» What to produce: Take the entries that follow and return exactly the lines from the one holding "The prompts in" through the one holding "255L70 257L62 267V279L66", both included. Nothing else is needed.

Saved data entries
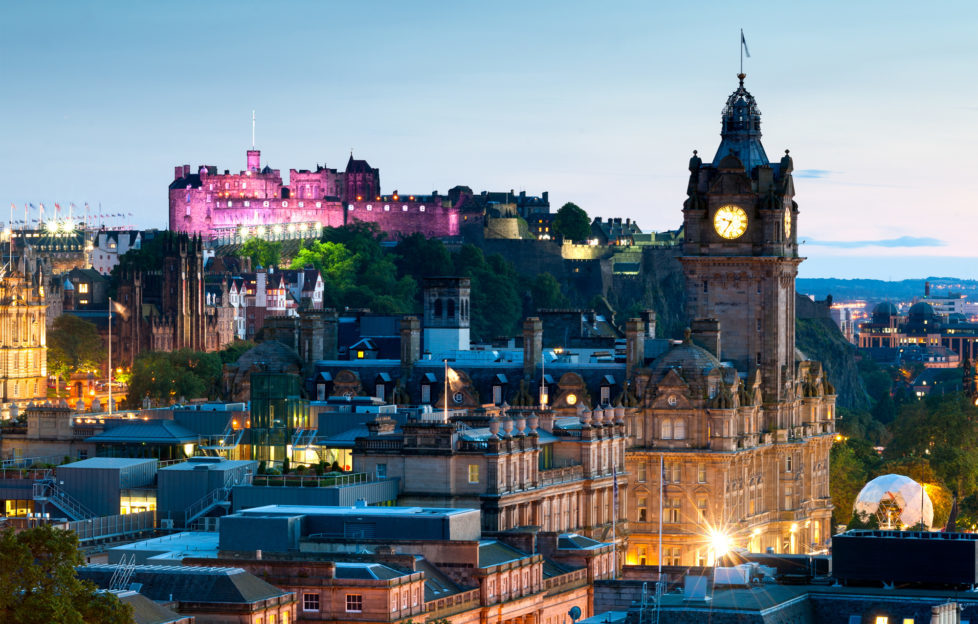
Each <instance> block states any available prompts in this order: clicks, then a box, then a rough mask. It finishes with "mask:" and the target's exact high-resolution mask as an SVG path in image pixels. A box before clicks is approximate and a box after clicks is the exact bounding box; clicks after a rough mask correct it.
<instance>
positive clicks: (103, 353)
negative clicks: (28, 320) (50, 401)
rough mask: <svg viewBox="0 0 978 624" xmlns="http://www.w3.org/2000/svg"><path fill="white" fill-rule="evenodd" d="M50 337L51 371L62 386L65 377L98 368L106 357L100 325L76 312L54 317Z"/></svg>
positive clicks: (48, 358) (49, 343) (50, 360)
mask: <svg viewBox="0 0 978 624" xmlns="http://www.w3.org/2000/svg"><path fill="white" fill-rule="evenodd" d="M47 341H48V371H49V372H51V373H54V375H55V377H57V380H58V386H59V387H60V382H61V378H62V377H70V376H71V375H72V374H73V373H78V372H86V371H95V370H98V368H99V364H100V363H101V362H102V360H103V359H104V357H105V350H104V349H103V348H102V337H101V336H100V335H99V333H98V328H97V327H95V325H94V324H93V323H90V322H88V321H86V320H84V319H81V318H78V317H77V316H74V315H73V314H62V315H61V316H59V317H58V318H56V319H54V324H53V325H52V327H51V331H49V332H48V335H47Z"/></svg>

---

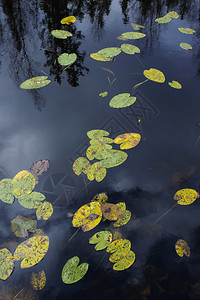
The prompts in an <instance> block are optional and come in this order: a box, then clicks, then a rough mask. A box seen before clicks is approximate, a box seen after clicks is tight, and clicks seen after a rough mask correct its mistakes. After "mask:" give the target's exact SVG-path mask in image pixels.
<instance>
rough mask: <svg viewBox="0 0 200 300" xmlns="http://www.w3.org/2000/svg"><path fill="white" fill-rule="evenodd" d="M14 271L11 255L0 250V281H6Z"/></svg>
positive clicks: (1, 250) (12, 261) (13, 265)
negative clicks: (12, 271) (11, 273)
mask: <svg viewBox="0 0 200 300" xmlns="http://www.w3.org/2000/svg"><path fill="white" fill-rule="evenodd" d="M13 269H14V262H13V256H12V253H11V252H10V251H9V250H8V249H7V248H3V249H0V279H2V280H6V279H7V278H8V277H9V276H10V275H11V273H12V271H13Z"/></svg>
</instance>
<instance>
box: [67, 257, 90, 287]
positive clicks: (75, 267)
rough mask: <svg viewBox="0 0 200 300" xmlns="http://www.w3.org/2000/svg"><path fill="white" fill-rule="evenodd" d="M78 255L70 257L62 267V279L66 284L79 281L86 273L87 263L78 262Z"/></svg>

==

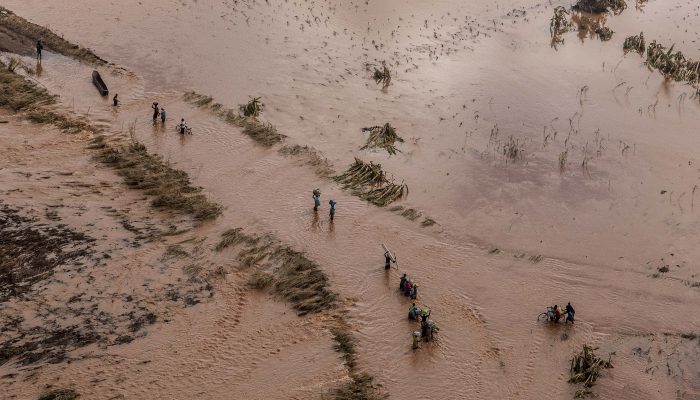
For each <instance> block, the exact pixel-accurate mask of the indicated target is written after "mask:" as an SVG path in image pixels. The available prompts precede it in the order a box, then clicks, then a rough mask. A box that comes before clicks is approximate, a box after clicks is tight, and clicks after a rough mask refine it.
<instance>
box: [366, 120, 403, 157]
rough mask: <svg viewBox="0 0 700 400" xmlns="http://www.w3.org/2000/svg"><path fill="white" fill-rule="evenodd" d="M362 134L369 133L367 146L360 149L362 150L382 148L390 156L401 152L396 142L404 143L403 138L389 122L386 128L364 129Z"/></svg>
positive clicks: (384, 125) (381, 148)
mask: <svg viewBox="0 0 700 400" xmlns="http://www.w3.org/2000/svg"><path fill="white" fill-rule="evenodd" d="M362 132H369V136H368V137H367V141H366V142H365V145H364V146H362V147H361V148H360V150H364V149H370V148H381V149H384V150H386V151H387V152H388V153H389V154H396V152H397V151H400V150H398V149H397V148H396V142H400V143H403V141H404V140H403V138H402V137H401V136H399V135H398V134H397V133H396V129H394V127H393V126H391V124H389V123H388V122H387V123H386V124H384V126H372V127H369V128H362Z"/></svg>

» Written response:
The prompts in an <instance> block are optional and come in this order: a box, then clicks, then a rough mask. A box seen before clicks is approximate, a box seen after clicks is tight, and clicks seen after a rough mask correct its mistakes. After "mask:" give the target's exact SVG-path mask in image pixels.
<instance>
rough mask: <svg viewBox="0 0 200 300" xmlns="http://www.w3.org/2000/svg"><path fill="white" fill-rule="evenodd" d="M14 271L11 255L0 250V281H6Z"/></svg>
positive clicks: (1, 250) (12, 261) (13, 265)
negative clicks: (12, 271) (11, 273)
mask: <svg viewBox="0 0 200 300" xmlns="http://www.w3.org/2000/svg"><path fill="white" fill-rule="evenodd" d="M13 269H14V262H13V256H12V253H11V252H10V251H9V250H8V249H7V248H3V249H0V279H2V280H6V279H7V278H8V277H9V276H10V275H11V273H12V271H13Z"/></svg>
</instance>
<instance>
box: [67, 257, 90, 287]
positive clicks: (75, 267)
rough mask: <svg viewBox="0 0 200 300" xmlns="http://www.w3.org/2000/svg"><path fill="white" fill-rule="evenodd" d="M78 255L70 257L62 267V279L66 284L79 281L86 273L87 263L78 262Z"/></svg>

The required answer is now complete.